- Your tasks
• a. According to the commentary on Shug McGaughey's stable below, how many major stakes races did McGaughey win on Belmont Park's Breeders' Cup Preview Day?
• b. Extend the commentary on Shug McGaughey's stable below, picking up after its last sentence.

+++ Source extract +++

COMMENTARY : His Stable Is State of Art
On a recent racing program that Belmont Park had billed as Breeders’ Cup Preview Day, trainer Shug McGaughey won five major stakes races -- an unprecedented feat that earned him a lasting place in the sport’s record books. Yet those who understand the nature of McGaughey’s operation know that the achievement was even more amazing than it looked.
Trainers who dominate the sport and win large numbers of races are almost invariably the ones who have many rich owners behind them and an army of horses to command. McGaughey trains almost exclusively for a single family and never has more than 35 to 40 horses in his barn. Lacking strength in numbers, he must depend on the quality of these horses and on his own skills -- both of which are exceptional.

+++ Dataset content +++

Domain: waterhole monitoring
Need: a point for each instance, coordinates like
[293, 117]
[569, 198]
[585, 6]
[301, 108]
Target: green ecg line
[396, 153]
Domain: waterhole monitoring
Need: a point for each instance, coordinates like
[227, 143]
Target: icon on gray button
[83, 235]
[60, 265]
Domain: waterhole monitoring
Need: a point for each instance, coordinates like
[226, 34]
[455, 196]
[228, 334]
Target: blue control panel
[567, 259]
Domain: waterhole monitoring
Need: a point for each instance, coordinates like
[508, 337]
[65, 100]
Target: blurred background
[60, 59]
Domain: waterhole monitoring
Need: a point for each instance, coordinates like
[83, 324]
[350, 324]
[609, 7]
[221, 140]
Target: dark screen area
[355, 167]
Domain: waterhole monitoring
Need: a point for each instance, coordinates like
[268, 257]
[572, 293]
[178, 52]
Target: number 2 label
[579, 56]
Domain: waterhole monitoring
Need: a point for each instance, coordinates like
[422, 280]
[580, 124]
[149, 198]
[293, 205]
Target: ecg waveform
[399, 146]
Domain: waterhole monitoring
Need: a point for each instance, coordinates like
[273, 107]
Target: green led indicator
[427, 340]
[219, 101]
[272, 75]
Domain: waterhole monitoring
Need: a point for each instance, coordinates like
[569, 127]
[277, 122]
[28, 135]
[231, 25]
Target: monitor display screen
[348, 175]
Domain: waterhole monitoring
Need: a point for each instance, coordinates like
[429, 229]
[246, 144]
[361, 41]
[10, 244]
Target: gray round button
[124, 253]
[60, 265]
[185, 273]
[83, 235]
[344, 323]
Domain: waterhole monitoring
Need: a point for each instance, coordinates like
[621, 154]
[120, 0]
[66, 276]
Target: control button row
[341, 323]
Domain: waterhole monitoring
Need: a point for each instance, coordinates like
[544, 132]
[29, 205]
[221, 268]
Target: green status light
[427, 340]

+++

- Set of answers
• a. Five.

• b.
Some top trainers (such as Wayne Lukas) are characterized by their aggressiveness; they look for fast results, even with young, inexperienced horses. Others are cautious, patient, farsighted -- Charlie Whitttingham epitomizes the type. But McGaughey manages to combine both approaches -- sometimes in his management of a single horse. His winners at Belmont -- four of whom have now come to Santa Anita for the Breeders’ Cup -- demonstrate the trainer’s flexibility.
Miner’s Mark is a colt who always generated great expectations because of his pedigree: he is a son of the famed stallion Mr. Prospector and the undefeated champion mare Personal Ensign. And so the trainer harbored visions of winning the Kentucky Derby with him. McGaughey said, “He was a very, very slow horse to come around, but I had to bring him out early as a 3 year old just to give him a chance (in the 3-year-old classics).”
But when the colt disappointed in early-season races and then got sick, McGaughey promptly abandoned his Derby hopes and let Miner’s Mark develop at his own pace. Not until October of his 3-year-old season did Miner’s Mark realize his potential, winning the $850,000 Jockey Club Gold Cup to cap the trainer’s historic day at Belmont. Now he is a candidate for the $3 million Breeders’ Cup Classic.
McGaughey also opted to make an aggressive move with his filly Heavenly Prize, but unlike Miner’s Mark she rewarded the trainer with an immediate payoff. The 2 year old had won her career debut impressively, prompting McGaughey to consider thrusting her into the Grade I Frizette Stakes.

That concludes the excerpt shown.